> [Ejercicios]:
[1] Reproduce palabra por palabra el tramo del texto sobre el cuidado de los enfermos que va desde "Además de descubrir" hasta "de sus casas.".
[2] Según el texto sobre el cuidado de los enfermos, ¿cada cuánto tiempo, como mínimo, habría que reservar en la agenda un rato para visitar enfermos?
[3] Sigue escribiendo el texto sobre el cuidado de los enfermos a partir de su última oración.

> [Texto propuesto]:
'''
Gracias a Dios es inmensa la labor que los poderes públicos, los profesionales de la sanidad, los voluntarios, las órdenes religiosas especializadas, los familiares y tantas buenas personas realizan a favor de los enfermos. Entre todos ellos, merece una mención especial la de quienes están al lado de enfermos que necesitan una asistencia permanente y una ayuda continua para lavarse, vestirse, alimentarse. Sobre todo, cuando esto se prolonga durante mucho tiempo. Porque es fácil servir algunos días o algunas horas. Pero cuidar a los enfermos durante meses e incluso durante años entraña una gran dificultad. Más aún, en muchos casos una verdadera heroicidad. Desde aquí quiero agradecer a estas personas, especialmente si son creyentes, su valiosísima atención a los familiares enfermos. El Señor se lo pagará como él sabe hacerlo.
El testimonio de estas personas tiene que ser un estímulo para todos los demás. Es verdad que no podremos hacer con los enfermos lo que hacen ellas. Pero todos podemos –y debemos- hacer algo por los enfermos. En primer lugar, podemos abrir más los ojos del alma para descubrir las personas que están enfermas y con frecuencia están solas. Quizás son personas con quienes hemos trabajado durante años, vecinos de portal o de barrio, conocidos de la misa de los domingos, vecinos del mismo pueblo. En un mundo comido por las prisas y la eficacia, como el nuestro, podemos ir tan deprisa por la vida, que no advirtamos que estas personas necesitan nuestra ayuda.
Además de descubrir a los enfermos, es preciso dedicarles tiempo. El tiempo es hoy un tesoro muy apreciado y al que estamos tan apegados. Desprenderse de él y donarlo con generosidad cuesta mucho y fácilmente encontramos justificaciones para seguir siendo nosotros sus únicos usufructuarios. Hay que aprender el don de la gratuidad y valorar que es mucho mayor tesoro regalar el tiempo sin esperar nada a cambio que mostrarse avaros del mismo. En nuestro calendario y en nuestra agenda debería estar reservado un tiempo, cuando menos semanal, para visitar enfermos, ancianos que viven solos, amigos hospitalizados o conocidos que no pueden salir de sus casas.
'''
> [Líneas mostradas]:
'''
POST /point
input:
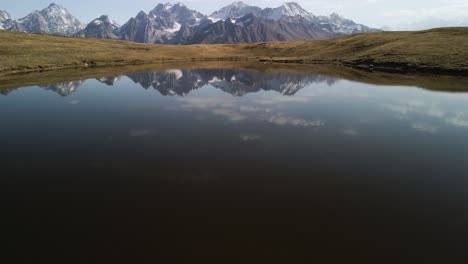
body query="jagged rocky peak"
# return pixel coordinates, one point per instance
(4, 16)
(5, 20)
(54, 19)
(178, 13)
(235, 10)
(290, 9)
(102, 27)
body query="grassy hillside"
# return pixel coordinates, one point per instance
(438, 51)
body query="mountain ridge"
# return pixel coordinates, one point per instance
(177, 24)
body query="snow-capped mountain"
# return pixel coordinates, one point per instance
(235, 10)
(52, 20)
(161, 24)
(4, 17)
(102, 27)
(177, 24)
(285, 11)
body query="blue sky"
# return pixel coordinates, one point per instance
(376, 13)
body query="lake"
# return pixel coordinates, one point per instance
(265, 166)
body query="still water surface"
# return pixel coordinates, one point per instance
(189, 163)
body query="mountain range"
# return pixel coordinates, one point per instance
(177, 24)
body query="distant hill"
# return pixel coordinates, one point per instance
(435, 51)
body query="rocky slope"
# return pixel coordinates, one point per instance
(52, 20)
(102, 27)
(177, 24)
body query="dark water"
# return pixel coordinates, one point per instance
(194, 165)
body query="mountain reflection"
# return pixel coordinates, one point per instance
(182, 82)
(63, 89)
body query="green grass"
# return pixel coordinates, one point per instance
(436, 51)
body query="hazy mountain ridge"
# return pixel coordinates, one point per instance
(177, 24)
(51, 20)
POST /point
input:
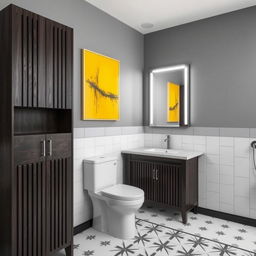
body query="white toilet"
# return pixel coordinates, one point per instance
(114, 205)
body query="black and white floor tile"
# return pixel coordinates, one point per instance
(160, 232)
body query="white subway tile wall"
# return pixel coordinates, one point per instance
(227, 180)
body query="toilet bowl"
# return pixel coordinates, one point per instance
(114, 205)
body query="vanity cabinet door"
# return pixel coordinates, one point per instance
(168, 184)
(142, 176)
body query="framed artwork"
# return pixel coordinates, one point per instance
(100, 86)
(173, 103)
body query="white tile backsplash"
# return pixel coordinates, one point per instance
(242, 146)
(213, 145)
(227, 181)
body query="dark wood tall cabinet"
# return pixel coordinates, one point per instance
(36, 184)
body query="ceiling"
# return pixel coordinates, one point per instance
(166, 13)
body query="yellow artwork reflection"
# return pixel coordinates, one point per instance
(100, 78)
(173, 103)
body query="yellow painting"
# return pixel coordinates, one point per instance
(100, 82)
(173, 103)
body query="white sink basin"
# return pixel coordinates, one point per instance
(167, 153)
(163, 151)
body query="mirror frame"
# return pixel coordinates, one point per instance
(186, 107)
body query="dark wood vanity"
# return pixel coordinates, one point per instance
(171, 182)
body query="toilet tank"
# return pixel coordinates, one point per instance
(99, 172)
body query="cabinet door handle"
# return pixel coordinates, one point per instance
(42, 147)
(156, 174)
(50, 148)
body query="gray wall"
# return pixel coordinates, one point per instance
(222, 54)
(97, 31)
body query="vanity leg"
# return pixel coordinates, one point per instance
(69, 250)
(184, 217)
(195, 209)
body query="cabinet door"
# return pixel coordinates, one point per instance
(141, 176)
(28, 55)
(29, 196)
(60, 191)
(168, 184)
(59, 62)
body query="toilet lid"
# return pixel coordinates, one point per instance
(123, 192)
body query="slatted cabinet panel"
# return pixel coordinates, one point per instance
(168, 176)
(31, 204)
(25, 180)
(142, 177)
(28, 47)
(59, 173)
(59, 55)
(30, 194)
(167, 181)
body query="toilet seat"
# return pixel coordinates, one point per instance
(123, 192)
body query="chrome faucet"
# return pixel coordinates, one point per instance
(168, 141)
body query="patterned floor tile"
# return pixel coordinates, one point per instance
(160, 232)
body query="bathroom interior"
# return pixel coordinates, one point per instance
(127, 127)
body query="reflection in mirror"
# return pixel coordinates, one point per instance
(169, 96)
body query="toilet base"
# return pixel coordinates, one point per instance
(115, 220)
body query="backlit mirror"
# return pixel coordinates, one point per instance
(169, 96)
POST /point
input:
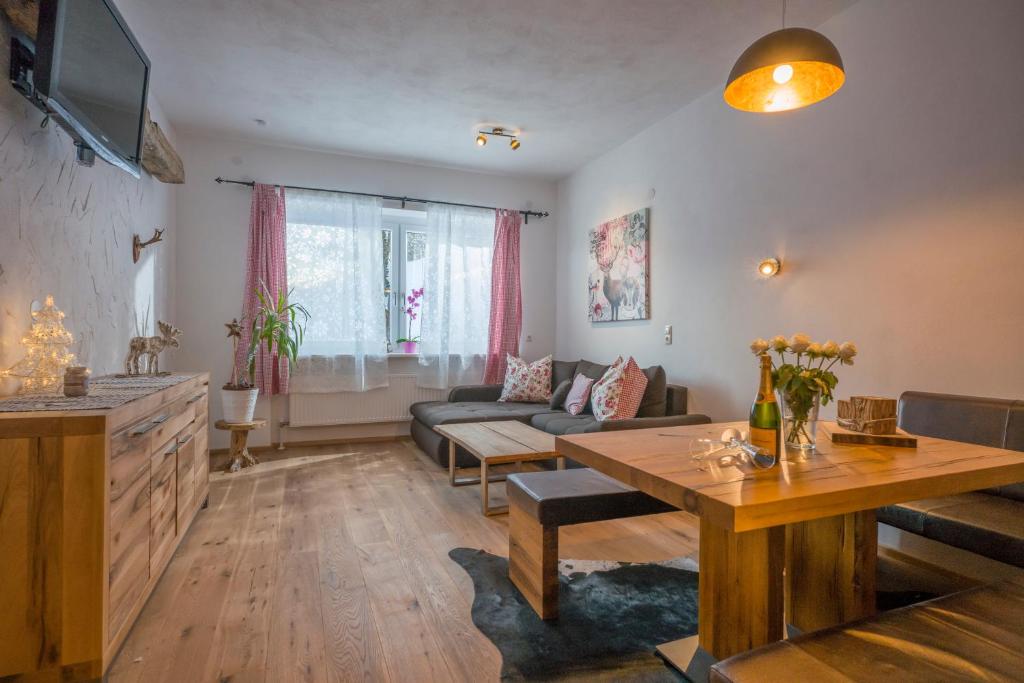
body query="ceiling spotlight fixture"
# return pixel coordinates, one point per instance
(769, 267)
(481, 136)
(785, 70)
'''
> [Respuestas]:
[1]
Además de descubrir a los enfermos, es preciso dedicarles tiempo. El tiempo es hoy un tesoro muy apreciado y al que estamos tan apegados. Desprenderse de él y donarlo con generosidad cuesta mucho y fácilmente encontramos justificaciones para seguir siendo nosotros sus únicos usufructuarios. Hay que aprender el don de la gratuidad y valorar que es mucho mayor tesoro regalar el tiempo sin esperar nada a cambio que mostrarse avaros del mismo. En nuestro calendario y en nuestra agenda debería estar reservado un tiempo, cuando menos semanal, para visitar enfermos, ancianos que viven solos, amigos hospitalizados o conocidos que no pueden salir de sus casas.

[2] Como mínimo, una vez por semana.

[3]
Pero hay un peligro si cabe todavía mayor. Me refiero a quedarse a mitad de camino en el cuidado y atención a los enfermos. Está bien que pasemos horas junto a ellos y, en el caso de los familiares, que nos desvivamos en cuidados y atenciones materiales. Pero necesitamos mirarnos en el espejo de la que es doctora en esta materia: la madre Teresa de Calcuta. Ella salía día tras día a las calles y basureros de Calcuta en busca de enfermos y moribundos. Les consolaba, les prestaba unos primeros auxilios y, si era posible, les llevaba a casa. Allí les dispensaba los cuidados que estaban a su alcance y, siempre, su inmenso cariño.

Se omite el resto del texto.